• EXERCÍCIO BREVE 1: Pode reescrever em tabela Markdown, com as colunas "N.º" e "Linha", as linhas de dados que começam na linha com "Mark a point on each instance of the shoreline" e seguem até à linha com "x=617, y=832", ambas incluídas? Omita as linhas em branco e deixe as imagens de fora da resposta.

• EXCERTO SELECIONADO:

_ _ _ _

É aí que se explicita a neurose dela, o pânico dos homens
e das emoções, o medo de perder o controle: Erika exige que
ele a torture, assume a dominação através da submissão.
O que Isabelle Huppert
faz em "La Pianiste" - e não se fala só das "cenas" de figuração
"arriscada" - poucas actrizes seriam capazes de o fazer. Como
ela diz, este tipo de argumento, este tipo de desafio, ousar
os limites do pudor, "não se deve aceitar de ânimo leve, e
ainda bem que é assim". No caso dela, claro, houve Haneke;
mas o caso dela é particular: o sacrifício e o prazer andam
de mãos dadas, numa espécie de procura da perda de si própria.
Isso é muito evidente no filme, onde o "sofrimento" da actriz
é quase uma experiência erótica, e onde o prazer de estar
refugiada num mundo imaginário é infantil. O registo de Huppert
nos filmes é habitualmente introspectivo porque, ela diz,
"o cinema quer revelar o invisível, uma câmara é uma lupa,
vem tirar-nos coisas que nós não sabemos que cá estão, por
isso não vale a pena estarmos a reforçar o processo com mais
coisas".
Voltando a Haneke: "Se
não fosse Isabelle não teria feito este filme. É a maior actriz
da Europa e se calhar do mundo". O filme resolverá todas as
dúvidas que alguém tiver em relação a isso.

_ _ _ _

• EXERCÍCIO BREVE 2: Pode repetir, sem alterar nada, o trecho do excerto sobre Isabelle Huppert acima que começa em "Isso é muito" e segue até "relação a isso."?

(Itens de identificação de locais)
_ _ _ _

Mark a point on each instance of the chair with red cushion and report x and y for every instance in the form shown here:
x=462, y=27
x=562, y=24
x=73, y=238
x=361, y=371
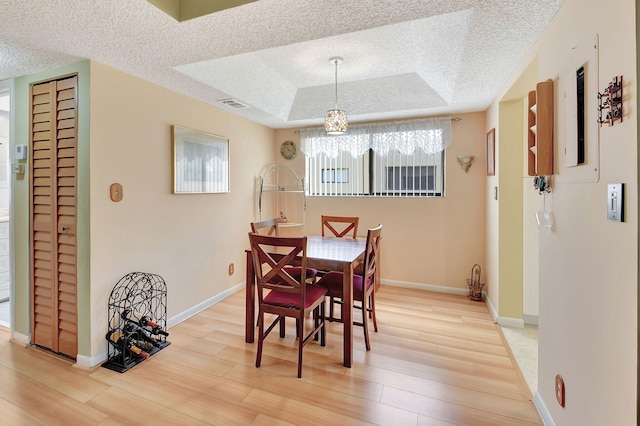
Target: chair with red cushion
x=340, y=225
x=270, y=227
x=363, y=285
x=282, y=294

_ _ _ _

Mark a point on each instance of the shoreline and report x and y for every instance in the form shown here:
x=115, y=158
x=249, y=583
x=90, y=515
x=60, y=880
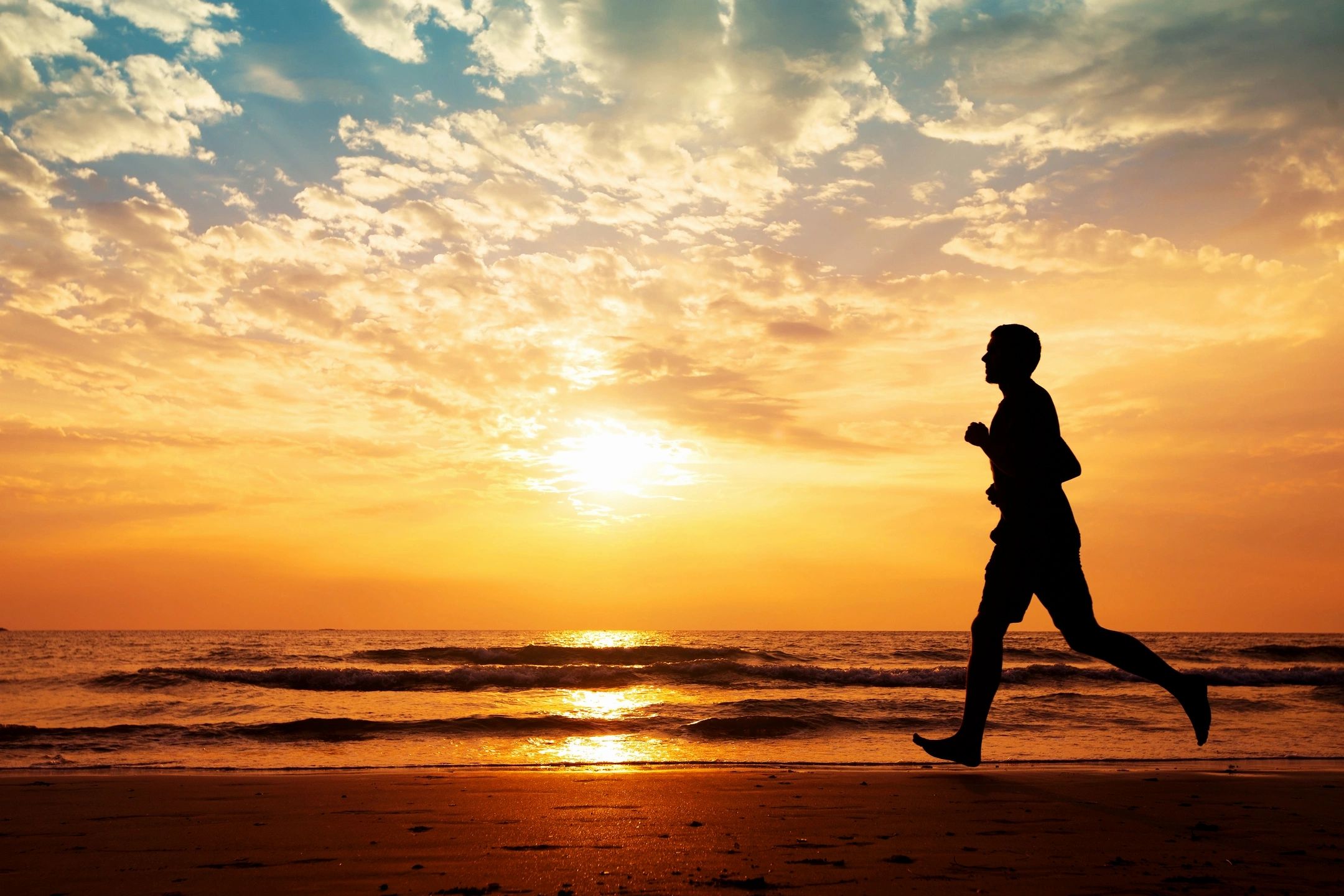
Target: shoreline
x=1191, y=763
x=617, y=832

_ _ _ _

• RESULTADO DO EXERCÍCIO 1:
| N.º | Linha |
|---|---|
| 1 | Mark a point on each instance of the shoreline and report x and y for every instance in the form shown here: |
| 2 | x=115, y=158 |
| 3 | x=249, y=583 |
| 4 | x=90, y=515 |
| 5 | x=60, y=880 |
| 6 | Target: shoreline |
| 7 | x=1191, y=763 |
| 8 | x=617, y=832 |

• RESULTADO DO EXERCÍCIO 2:
Isso é muito evidente no filme, onde o "sofrimento" da actriz
é quase uma experiência erótica, e onde o prazer de estar
refugiada num mundo imaginário é infantil. O registo de Huppert
nos filmes é habitualmente introspectivo porque, ela diz,
"o cinema quer revelar o invisível, uma câmara é uma lupa,
vem tirar-nos coisas que nós não sabemos que cá estão, por
isso não vale a pena estarmos a reforçar o processo com mais
coisas".
Voltando a Haneke: "Se
não fosse Isabelle não teria feito este filme. É a maior actriz
da Europa e se calhar do mundo". O filme resolverá todas as
dúvidas que alguém tiver em relação a isso.